* **Document section**:
****************

Genus of flowering plants

Lophocereus is a genus of cacti. It has often been merged into the genus Pachycereus, but was separated in a 2019 revision of Pachycereus, and is accepted by Plants of the World Online as of March 2021.
==Description==
Lophocereus are bushy cacti, little or very branched from the base, with 4-15 pronounced ribs. They have variable spines depending on the species. In summer, on the sides of the stem, on the pseudocephalium in L. schotti, self-sterile tubular flowers of reddish, orange, or greenish color, sometimes yellow, emerge. It has scales on the outside. The flowers are pollinated by insects and bats. Its fruits are red globose and its seeds are black and shiny.
==Species==
As of January 2026, Plants of the World Online accepts the following species:

| Image | Scientific name | Distribution |
|---|---|---|
|  | Lophocereus gatesii M.E.Jones | Mexico (Baja California Sur ) |
|  | Lophocereus schottii (Engelm.) Britton & Rose | United States (Arizona), Mexico (Baja California and Sonora) |

==Uses==
Its cultivation is very widespread in family gardens, to prevent erosion and for its fruits, and in gardens for its ornamental value.

The fruits are consumed fresh or dried and used to make sauces, ice cream and jams.

The stems serve as fodder. They are used as medicine for earaches, diarrhea, kidney and bladder problems, ulcers, tumors, even cirrhosis. It is also used to dye hair and prevent hair loss.

Its wood is used in construction and planted close together they serve as fences for corrals.

****************

Saved data entries
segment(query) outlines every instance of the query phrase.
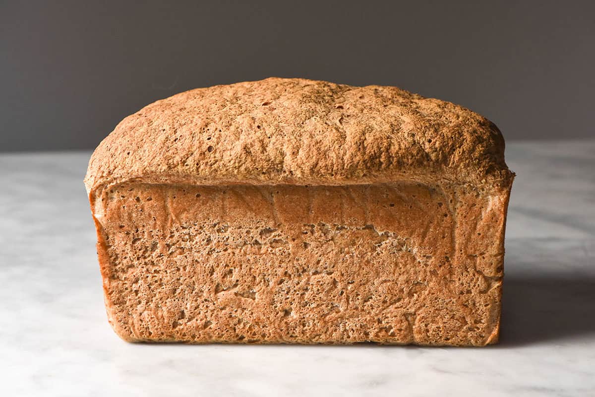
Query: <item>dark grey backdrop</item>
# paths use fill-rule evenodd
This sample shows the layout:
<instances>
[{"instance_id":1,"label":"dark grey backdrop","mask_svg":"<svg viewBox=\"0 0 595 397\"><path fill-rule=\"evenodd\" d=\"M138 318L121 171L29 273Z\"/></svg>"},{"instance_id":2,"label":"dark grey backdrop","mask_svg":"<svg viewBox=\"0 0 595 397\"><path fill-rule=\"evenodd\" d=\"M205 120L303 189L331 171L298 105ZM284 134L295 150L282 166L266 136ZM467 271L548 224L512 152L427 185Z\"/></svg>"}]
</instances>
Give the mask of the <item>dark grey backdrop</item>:
<instances>
[{"instance_id":1,"label":"dark grey backdrop","mask_svg":"<svg viewBox=\"0 0 595 397\"><path fill-rule=\"evenodd\" d=\"M2 2L0 151L92 149L157 99L271 76L399 86L507 139L593 136L595 2Z\"/></svg>"}]
</instances>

****************

* **Tasks**:
1. Reproduce a passage from the Lophocereus text word for word, beginning at the words "The fruits are" and stopping after the words "fences for corrals.".
2. Summarize the Lophocereus text in two sentences.
3. Decide whether each statement agrees with the Lophocereus text, answering yes or no and quoting the words that settle it: (a) The flowers are pollinated only by insects. (b) The stems are used as fodder. (c) The seeds are brown.
The records have nothing to do with this.

* **Solutions to the exercise**:
1.
The fruits are consumed fresh or dried and used to make sauces, ice cream and jams.

The stems serve as fodder. They are used as medicine for earaches, diarrhea, kidney and bladder problems, ulcers, tumors, even cirrhosis. It is also used to dye hair and prevent hair loss.

Its wood is used in construction and planted close together they serve as fences for corrals.

2. Lophocereus is a genus of bushy cacti with 4-15 pronounced ribs and tubular flowers pollinated by insects and bats; it was often merged into Pachycereus but was separated in a 2019 revision. Its fruits are eaten fresh or dried, its stems serve as fodder and medicine, and its wood is used in construction.

3.
(a) No: "The flowers are pollinated by insects and bats."
(b) Yes: "The stems serve as fodder."
(c) No: "its seeds are black and shiny."